Task directions –
Please find every line in the records below that contains the word "window" and copy each such line. Case counts.

*****

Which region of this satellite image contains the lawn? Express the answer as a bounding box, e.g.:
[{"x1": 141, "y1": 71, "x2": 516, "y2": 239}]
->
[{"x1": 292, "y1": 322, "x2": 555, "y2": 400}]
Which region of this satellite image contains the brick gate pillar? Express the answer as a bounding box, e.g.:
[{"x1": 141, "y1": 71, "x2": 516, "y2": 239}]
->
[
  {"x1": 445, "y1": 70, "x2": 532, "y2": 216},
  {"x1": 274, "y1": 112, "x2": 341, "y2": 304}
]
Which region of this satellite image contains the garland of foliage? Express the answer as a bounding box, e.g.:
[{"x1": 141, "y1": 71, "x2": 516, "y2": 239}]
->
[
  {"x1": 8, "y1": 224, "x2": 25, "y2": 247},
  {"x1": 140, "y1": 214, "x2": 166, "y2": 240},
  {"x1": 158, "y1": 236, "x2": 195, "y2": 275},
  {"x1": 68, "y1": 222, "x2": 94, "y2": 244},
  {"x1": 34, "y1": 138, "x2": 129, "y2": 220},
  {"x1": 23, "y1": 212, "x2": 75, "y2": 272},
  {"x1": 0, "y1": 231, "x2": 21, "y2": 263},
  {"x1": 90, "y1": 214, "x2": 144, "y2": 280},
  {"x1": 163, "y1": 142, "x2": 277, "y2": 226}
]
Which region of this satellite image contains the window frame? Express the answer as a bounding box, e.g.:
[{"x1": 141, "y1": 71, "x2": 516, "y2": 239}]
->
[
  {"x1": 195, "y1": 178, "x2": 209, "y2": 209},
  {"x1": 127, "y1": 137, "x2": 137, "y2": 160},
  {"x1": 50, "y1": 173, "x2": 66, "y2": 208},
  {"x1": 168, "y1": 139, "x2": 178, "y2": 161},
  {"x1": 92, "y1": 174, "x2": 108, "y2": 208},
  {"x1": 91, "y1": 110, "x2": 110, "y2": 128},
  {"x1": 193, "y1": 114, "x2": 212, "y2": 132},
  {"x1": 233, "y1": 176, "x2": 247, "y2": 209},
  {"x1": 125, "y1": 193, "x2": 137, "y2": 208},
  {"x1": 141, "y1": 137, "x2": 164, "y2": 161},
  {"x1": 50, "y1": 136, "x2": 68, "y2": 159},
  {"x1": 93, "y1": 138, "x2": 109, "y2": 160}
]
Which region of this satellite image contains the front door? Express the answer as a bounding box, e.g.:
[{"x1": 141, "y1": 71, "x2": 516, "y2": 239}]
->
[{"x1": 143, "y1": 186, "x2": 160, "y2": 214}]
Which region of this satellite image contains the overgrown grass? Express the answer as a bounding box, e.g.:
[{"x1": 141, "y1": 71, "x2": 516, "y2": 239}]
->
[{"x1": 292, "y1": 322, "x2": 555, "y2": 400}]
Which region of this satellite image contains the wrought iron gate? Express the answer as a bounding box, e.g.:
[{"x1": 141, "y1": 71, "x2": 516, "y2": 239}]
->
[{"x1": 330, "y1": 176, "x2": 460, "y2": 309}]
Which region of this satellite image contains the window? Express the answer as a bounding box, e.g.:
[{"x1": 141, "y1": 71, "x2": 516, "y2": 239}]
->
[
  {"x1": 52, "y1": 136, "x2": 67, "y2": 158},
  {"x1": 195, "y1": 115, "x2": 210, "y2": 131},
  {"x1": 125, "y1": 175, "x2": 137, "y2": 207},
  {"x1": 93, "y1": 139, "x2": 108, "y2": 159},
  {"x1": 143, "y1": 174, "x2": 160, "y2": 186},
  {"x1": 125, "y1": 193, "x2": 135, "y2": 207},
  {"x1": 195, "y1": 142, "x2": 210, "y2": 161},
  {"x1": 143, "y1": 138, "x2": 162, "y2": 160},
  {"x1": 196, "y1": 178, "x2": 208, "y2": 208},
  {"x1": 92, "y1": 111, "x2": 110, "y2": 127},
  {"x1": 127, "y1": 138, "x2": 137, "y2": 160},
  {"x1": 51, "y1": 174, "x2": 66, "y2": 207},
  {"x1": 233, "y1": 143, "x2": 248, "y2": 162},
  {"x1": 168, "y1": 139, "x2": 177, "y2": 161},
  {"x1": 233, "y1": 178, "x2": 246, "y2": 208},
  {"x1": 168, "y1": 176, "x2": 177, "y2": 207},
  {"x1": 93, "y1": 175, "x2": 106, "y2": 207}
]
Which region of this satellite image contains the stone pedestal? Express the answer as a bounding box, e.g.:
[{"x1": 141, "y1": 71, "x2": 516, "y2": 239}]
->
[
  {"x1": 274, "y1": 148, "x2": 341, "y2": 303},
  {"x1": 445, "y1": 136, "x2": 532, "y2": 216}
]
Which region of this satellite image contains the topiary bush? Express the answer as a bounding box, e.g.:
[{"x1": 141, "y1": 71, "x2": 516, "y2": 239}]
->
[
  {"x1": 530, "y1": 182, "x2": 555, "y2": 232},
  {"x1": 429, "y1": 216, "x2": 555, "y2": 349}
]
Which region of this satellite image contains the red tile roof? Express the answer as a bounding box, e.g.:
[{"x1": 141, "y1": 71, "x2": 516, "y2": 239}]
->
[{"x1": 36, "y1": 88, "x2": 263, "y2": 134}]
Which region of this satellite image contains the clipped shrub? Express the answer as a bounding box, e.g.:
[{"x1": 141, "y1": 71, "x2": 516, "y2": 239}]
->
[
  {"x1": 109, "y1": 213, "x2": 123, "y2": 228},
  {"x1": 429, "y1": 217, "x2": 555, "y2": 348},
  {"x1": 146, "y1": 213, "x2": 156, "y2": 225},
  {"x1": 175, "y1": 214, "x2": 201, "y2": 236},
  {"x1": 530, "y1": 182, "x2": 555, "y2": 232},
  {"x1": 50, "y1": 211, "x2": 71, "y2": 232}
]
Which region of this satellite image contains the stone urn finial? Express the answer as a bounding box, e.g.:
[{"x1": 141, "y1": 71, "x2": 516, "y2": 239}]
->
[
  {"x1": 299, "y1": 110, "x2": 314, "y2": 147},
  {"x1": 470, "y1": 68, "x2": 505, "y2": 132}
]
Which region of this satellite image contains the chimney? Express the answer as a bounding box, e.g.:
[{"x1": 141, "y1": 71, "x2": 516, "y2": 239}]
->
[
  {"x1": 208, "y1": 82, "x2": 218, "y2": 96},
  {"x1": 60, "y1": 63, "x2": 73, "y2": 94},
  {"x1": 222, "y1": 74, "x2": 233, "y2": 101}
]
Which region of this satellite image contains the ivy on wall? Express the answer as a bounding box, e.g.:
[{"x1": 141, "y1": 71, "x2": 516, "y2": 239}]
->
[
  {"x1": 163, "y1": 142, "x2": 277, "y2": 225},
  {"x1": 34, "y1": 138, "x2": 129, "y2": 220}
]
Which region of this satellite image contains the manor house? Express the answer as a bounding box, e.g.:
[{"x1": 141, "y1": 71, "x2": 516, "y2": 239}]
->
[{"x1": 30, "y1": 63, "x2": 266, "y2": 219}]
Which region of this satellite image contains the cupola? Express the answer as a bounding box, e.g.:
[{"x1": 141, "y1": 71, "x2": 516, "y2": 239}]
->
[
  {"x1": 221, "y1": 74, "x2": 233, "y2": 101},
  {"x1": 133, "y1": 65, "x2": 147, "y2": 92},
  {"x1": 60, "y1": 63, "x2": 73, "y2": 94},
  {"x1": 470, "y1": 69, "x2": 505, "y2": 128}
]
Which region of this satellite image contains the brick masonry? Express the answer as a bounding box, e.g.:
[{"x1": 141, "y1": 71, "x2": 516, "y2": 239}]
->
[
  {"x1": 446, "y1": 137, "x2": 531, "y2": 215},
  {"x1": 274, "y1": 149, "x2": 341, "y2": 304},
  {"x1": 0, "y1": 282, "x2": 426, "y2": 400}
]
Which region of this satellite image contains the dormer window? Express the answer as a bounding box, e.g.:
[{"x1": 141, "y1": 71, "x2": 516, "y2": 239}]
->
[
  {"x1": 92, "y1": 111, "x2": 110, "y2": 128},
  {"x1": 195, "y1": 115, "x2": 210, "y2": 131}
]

*****

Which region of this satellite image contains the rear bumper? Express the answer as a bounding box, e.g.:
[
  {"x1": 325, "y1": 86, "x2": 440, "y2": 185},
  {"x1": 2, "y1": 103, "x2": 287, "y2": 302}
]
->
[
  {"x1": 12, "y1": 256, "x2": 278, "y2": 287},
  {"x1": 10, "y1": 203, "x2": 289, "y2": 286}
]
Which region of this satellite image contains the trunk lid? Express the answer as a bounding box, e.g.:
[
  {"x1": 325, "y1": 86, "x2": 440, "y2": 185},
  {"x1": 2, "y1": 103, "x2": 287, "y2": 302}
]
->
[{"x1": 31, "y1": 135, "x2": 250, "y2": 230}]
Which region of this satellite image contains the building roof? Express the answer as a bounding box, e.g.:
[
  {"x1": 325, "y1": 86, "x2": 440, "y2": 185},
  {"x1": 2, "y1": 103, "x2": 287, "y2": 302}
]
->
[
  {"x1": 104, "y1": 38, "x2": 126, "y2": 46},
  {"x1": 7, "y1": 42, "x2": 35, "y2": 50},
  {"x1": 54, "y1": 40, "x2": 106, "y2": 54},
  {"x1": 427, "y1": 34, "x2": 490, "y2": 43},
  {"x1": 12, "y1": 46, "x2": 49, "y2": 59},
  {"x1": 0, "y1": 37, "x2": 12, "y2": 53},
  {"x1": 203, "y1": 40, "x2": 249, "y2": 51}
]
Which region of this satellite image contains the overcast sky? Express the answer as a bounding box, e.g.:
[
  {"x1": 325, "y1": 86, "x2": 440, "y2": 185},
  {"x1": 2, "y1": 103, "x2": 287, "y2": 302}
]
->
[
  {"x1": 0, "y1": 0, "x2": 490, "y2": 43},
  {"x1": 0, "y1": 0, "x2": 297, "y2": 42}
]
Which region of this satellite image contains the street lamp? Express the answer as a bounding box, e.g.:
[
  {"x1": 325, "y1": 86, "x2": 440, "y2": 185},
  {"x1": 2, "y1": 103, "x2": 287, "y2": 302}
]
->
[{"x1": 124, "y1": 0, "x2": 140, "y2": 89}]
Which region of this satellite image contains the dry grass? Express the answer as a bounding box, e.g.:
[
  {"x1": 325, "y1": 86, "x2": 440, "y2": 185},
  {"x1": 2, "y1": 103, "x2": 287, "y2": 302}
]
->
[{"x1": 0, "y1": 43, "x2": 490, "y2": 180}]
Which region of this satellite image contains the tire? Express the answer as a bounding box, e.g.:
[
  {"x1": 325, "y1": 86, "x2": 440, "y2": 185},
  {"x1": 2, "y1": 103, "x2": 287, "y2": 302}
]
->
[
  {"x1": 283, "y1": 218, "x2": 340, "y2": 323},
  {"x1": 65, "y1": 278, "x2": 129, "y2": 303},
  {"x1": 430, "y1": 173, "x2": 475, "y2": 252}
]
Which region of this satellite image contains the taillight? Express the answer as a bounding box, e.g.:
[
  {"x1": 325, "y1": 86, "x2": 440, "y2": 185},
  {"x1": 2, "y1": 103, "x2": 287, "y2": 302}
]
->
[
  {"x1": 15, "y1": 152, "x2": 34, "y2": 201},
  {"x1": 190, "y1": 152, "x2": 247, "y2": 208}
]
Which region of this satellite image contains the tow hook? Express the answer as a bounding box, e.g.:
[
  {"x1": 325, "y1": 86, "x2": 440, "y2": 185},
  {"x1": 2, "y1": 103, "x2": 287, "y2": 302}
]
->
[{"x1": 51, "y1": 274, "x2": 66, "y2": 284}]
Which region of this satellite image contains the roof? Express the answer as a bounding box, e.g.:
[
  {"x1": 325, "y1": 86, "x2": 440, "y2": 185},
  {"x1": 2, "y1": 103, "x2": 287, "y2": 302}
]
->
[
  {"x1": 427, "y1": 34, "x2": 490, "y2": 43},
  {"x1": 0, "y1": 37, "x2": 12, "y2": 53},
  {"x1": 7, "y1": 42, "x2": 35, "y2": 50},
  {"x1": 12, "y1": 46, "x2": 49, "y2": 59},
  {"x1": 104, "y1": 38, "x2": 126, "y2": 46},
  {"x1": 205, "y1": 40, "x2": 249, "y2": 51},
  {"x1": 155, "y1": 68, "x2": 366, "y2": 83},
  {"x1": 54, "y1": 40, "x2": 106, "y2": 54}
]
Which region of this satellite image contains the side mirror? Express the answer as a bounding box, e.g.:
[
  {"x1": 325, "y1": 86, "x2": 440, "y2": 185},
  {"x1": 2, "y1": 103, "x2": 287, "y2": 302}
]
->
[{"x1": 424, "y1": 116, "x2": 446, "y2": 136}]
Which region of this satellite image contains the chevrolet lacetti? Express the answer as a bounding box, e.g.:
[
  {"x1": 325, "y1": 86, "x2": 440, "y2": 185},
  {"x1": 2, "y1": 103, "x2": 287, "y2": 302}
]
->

*****

Written response –
Which region of this satellite image contains the window frame? Express the answer as a bounding box, e.g.:
Which region of this satellite image contains the window? Express the answer as a bounding box, e.g.:
Which region of this satellite image contains the dormer window? Express the answer as a bounding box, e.g.:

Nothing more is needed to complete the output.